--- START ---

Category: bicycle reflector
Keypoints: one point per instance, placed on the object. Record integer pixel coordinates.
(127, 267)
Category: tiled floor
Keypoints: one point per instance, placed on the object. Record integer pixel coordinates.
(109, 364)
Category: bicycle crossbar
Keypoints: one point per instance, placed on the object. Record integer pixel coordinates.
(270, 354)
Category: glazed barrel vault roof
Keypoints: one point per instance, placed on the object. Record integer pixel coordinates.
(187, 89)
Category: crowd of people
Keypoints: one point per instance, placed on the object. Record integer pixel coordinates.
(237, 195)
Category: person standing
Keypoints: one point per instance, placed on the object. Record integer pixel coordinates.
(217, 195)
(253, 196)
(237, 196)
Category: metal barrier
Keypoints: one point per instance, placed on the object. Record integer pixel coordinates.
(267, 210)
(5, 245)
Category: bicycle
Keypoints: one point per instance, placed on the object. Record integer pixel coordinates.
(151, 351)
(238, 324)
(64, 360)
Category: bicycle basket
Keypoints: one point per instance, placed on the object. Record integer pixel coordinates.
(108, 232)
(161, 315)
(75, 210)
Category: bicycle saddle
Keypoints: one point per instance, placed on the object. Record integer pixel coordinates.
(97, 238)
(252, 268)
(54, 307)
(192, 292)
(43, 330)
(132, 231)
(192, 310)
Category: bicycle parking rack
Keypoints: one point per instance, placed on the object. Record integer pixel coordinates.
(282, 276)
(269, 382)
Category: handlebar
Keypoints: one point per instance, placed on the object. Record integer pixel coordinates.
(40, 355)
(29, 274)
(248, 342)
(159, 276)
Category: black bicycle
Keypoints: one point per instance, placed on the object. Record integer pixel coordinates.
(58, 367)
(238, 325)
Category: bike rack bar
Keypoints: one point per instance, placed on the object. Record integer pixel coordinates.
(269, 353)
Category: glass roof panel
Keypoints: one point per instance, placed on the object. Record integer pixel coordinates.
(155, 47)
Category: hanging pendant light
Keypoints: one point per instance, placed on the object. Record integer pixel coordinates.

--- END ---

Each line in the listing above that contains "roof" should be copied.

Category: glazed barrel vault roof
Category: glass roof panel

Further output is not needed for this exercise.